TASK TO COMPLETE: Repeat the listing exactly, line by line, and leave the pictures behind.

RECORDED DATA:
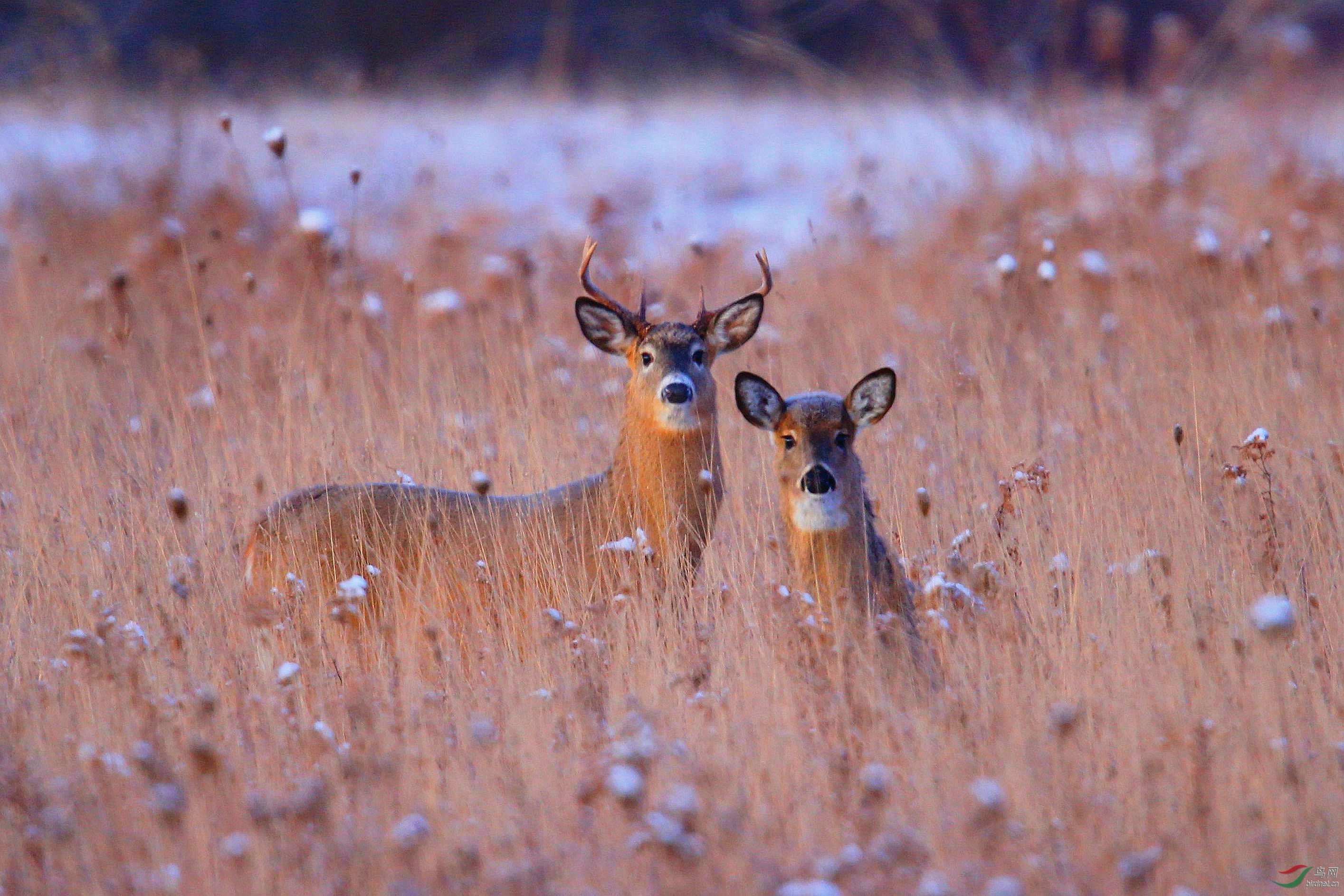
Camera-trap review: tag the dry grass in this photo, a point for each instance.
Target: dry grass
(1123, 700)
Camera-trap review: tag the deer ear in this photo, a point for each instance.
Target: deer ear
(873, 397)
(758, 401)
(734, 324)
(604, 327)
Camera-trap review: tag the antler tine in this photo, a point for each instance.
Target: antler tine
(589, 286)
(766, 281)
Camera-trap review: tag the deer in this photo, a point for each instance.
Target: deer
(834, 546)
(658, 499)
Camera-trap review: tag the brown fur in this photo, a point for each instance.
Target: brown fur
(847, 567)
(471, 544)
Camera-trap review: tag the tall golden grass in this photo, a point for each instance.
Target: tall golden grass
(1112, 719)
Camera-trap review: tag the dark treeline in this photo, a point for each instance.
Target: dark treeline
(589, 42)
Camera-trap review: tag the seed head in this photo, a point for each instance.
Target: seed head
(234, 845)
(876, 778)
(286, 674)
(1095, 264)
(170, 802)
(316, 223)
(1064, 716)
(1207, 244)
(1136, 867)
(625, 782)
(178, 504)
(1004, 886)
(276, 142)
(1273, 614)
(933, 883)
(816, 887)
(410, 832)
(441, 303)
(990, 796)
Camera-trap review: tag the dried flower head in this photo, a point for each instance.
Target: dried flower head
(1273, 614)
(276, 140)
(178, 504)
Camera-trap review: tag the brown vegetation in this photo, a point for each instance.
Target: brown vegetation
(1116, 710)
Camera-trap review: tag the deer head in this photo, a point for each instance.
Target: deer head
(670, 362)
(820, 476)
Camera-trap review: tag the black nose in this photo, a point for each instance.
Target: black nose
(677, 393)
(819, 481)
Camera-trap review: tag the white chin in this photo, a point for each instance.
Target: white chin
(679, 418)
(819, 514)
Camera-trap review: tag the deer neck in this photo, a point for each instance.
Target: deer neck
(834, 565)
(659, 481)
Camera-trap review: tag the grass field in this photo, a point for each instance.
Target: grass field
(1112, 721)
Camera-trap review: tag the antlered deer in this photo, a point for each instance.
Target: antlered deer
(834, 543)
(666, 481)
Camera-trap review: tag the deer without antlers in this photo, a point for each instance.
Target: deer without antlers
(666, 480)
(834, 543)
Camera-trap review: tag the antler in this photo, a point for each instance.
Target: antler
(589, 286)
(766, 281)
(596, 293)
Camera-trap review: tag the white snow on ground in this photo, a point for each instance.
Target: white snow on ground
(771, 171)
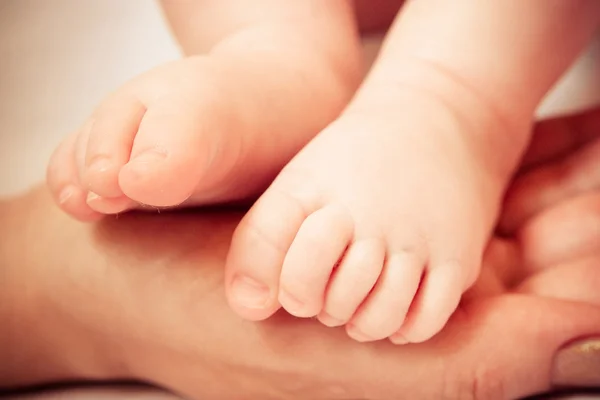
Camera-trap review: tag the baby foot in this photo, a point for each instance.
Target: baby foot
(203, 129)
(379, 223)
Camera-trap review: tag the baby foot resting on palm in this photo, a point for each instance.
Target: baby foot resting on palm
(379, 223)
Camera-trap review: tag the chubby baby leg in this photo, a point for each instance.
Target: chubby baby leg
(381, 221)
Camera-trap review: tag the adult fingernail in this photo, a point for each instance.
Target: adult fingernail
(328, 320)
(249, 292)
(577, 364)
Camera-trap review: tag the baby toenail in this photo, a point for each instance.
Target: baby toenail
(92, 197)
(100, 164)
(398, 338)
(290, 302)
(578, 364)
(330, 321)
(357, 334)
(151, 156)
(66, 194)
(249, 292)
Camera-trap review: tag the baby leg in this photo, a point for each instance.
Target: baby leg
(380, 222)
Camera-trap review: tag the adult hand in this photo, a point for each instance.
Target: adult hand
(141, 297)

RESPONSE:
Camera-trap review: tag the dry grass in this photo, a point for each instance.
Target: dry grass
(1123, 700)
Camera-trap review: tag the deer ear in this photo, a point for each instance.
Target: deer ear
(873, 397)
(758, 401)
(734, 324)
(604, 327)
Camera-trap review: tag the antler tine in this photo, a point for each instance.
Target: antler tine
(589, 286)
(766, 281)
Camera-trap review: tag the deer in this photo, a point for each instance.
Target: deer
(834, 546)
(658, 499)
Camera-trap review: tag the brown fur in this photo, a point for each instance.
Target: brown fur
(847, 567)
(471, 544)
Camera-trap review: tag the tall golden grass in this photo, a point for each instance.
Target: tall golden grass
(1112, 719)
Camera-trap review: tag the dark treeline in this photo, a point for each instance.
Target: dark treeline
(589, 42)
Camera-trap review: tag the seed head in this photo, a point for each instance.
Target: seed head
(234, 845)
(876, 778)
(286, 674)
(1095, 264)
(170, 802)
(316, 223)
(1064, 716)
(1207, 244)
(1136, 867)
(625, 782)
(178, 504)
(1004, 886)
(276, 142)
(1273, 614)
(933, 883)
(816, 887)
(410, 832)
(441, 303)
(990, 796)
Camera-trap review: tag the dried flower head in this photo, a point for each instance.
Target: dried flower head
(1273, 614)
(276, 140)
(178, 504)
Camera-trap review: tag the brown vegetation in this photo, a point for each instance.
Target: brown vegetation
(1116, 710)
Camera-trap review: tag the deer head in this photo, a point for each instance.
Target: deer head
(670, 362)
(820, 476)
Camera-trap review: tag the black nose in this photo, a point for each instance.
Target: black nose
(677, 393)
(819, 481)
Camera-trap review: tag the white chin in this photo, a point for each instance.
Target: white chin
(679, 418)
(819, 514)
Camera-trap review: tag the deer neck in this photo, a point for each instance.
Target: deer neck
(834, 565)
(659, 481)
Camera-trap review: tag the grass field in this photo, a point for each instance.
Target: grass field
(1112, 721)
Camera-trap review: tag the antlered deer in this photo, a point for each instance.
Target: antlered deer
(834, 543)
(666, 481)
Camera-trap review: tag the deer without antlers in this photo, a point for each instance.
Target: deer without antlers
(666, 480)
(834, 543)
Camera-trap review: tag the antler in this photo, a point for each instance.
Target: antler
(589, 286)
(766, 281)
(596, 293)
Camera-trap review: tag the white snow on ground in this photo, a point for each instance.
Target: white snow on ground
(771, 171)
Camera-trap review: tag the baby foot in this photo, a point for each instance.
Target: baby foot
(203, 129)
(379, 223)
Camera-trap review: tag the baby foot resting on palm in this photo, a point for each instance.
Target: baby foot resting on palm
(379, 223)
Camera-trap review: tag the chubby baby leg in this photo, a point for each instance.
Target: chubby baby leg
(381, 221)
Camera-trap review: tag the adult fingernail in this photo, a point for each instance.
Target: adult fingernail
(328, 320)
(249, 292)
(577, 364)
Camera-trap review: tag the baby toenail in this photo, a point for each instance.
Target: baby toenail
(92, 197)
(100, 164)
(398, 338)
(290, 302)
(578, 364)
(330, 321)
(357, 334)
(151, 156)
(66, 194)
(249, 292)
Camera-trap review: tag the baby leg in this photo, a point for each instance.
Target: baby leg
(380, 222)
Camera-trap review: tag the adult hand in this photo, a point for each instance.
Target: adult hand
(141, 297)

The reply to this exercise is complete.